━━━━━ Listed entries ━━━━━

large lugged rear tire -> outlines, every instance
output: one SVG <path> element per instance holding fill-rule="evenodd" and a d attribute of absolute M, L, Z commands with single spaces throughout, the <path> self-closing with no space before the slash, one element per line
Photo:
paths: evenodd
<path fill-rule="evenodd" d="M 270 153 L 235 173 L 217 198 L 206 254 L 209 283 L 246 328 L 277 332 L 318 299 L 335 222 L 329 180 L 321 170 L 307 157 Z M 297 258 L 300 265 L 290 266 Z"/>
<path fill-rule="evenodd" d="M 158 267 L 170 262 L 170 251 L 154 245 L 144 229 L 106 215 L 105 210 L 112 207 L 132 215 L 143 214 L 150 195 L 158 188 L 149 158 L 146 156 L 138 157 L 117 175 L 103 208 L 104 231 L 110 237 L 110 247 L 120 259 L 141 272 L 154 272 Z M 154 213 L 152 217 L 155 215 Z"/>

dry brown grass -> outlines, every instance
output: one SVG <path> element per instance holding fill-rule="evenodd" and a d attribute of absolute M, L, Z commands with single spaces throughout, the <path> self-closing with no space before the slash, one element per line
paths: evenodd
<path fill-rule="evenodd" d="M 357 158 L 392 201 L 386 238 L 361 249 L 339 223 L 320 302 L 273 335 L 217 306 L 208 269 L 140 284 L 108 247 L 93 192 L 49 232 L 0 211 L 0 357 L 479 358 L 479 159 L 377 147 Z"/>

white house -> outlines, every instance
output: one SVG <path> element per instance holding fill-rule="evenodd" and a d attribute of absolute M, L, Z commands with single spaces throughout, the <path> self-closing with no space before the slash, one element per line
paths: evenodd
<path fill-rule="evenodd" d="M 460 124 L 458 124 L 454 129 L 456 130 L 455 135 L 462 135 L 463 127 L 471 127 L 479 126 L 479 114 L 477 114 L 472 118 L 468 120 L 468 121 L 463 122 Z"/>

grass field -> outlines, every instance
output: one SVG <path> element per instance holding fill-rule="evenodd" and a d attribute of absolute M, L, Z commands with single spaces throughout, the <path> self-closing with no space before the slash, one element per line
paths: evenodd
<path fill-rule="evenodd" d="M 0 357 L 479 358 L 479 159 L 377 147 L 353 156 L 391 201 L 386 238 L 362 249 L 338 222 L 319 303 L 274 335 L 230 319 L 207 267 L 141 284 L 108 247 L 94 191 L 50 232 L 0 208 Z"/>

━━━━━

The request: Write out all the items above again, replacing "every instance" with "all instances" each time it appears and leaving everything else unchanged.

Exercise result:
large lugged rear tire -> outlines, all instances
output: one SVG <path> element per instance holding fill-rule="evenodd" and a d attribute of absolute M, L, Z commands with single spaces throughout, the <path> self-closing with no space before the slash, one element per line
Photo:
paths: evenodd
<path fill-rule="evenodd" d="M 270 153 L 235 173 L 217 198 L 206 254 L 209 283 L 246 328 L 277 332 L 318 299 L 335 222 L 329 180 L 321 170 L 307 157 Z M 297 258 L 300 265 L 290 266 Z"/>
<path fill-rule="evenodd" d="M 158 267 L 170 262 L 170 251 L 154 245 L 144 229 L 106 215 L 105 210 L 112 207 L 132 215 L 143 214 L 150 195 L 158 188 L 149 158 L 146 156 L 138 157 L 117 175 L 103 208 L 104 231 L 110 237 L 110 247 L 120 259 L 141 272 L 154 272 Z M 154 213 L 152 217 L 155 215 Z"/>

dry brown grass -> outlines, all instances
output: one SVG <path> element per instance holding fill-rule="evenodd" and a d attribute of absolute M, L, Z commands with single spaces throughout, the <path> self-closing with no space before the slash, one element per line
paths: evenodd
<path fill-rule="evenodd" d="M 357 158 L 392 201 L 386 238 L 361 249 L 339 223 L 320 302 L 273 335 L 217 306 L 208 269 L 140 284 L 108 247 L 93 192 L 49 232 L 0 211 L 0 357 L 479 358 L 479 159 L 377 147 Z"/>

white house -> outlines, all instances
output: one SVG <path> element per instance holding fill-rule="evenodd" and a d attribute of absolute M, L, Z commands with single spaces throughout, the <path> self-closing with no space before the slash, one element per line
paths: evenodd
<path fill-rule="evenodd" d="M 460 124 L 458 124 L 454 129 L 456 130 L 455 135 L 462 135 L 463 127 L 471 127 L 479 126 L 479 114 L 477 114 L 472 118 L 468 120 L 468 121 L 463 122 Z"/>

grass field -> outlines, all instances
output: one SVG <path> element per instance holding fill-rule="evenodd" and a d attribute of absolute M, L, Z commands with single spaces throughout, the <path> self-closing with no space before the slash, one element per line
paths: evenodd
<path fill-rule="evenodd" d="M 0 357 L 479 358 L 479 159 L 377 147 L 353 156 L 391 201 L 386 238 L 362 249 L 338 222 L 319 303 L 274 335 L 230 319 L 207 267 L 141 284 L 108 247 L 94 191 L 50 232 L 0 208 Z"/>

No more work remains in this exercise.